--- start of SOURCE DATA ---
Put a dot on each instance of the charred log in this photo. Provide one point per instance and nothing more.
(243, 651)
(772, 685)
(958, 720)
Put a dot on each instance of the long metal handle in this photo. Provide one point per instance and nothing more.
--- end of SOURCE DATA ---
THE EXERCISE –
Write the data back out verbatim.

WRITTEN SOLUTION –
Put a dot on each instance of the charred log in this photo. Provide one point per instance and nothing more.
(243, 651)
(772, 685)
(958, 720)
Put a dot on each instance of the long metal handle in this photo. Provide one point per instance and nothing more.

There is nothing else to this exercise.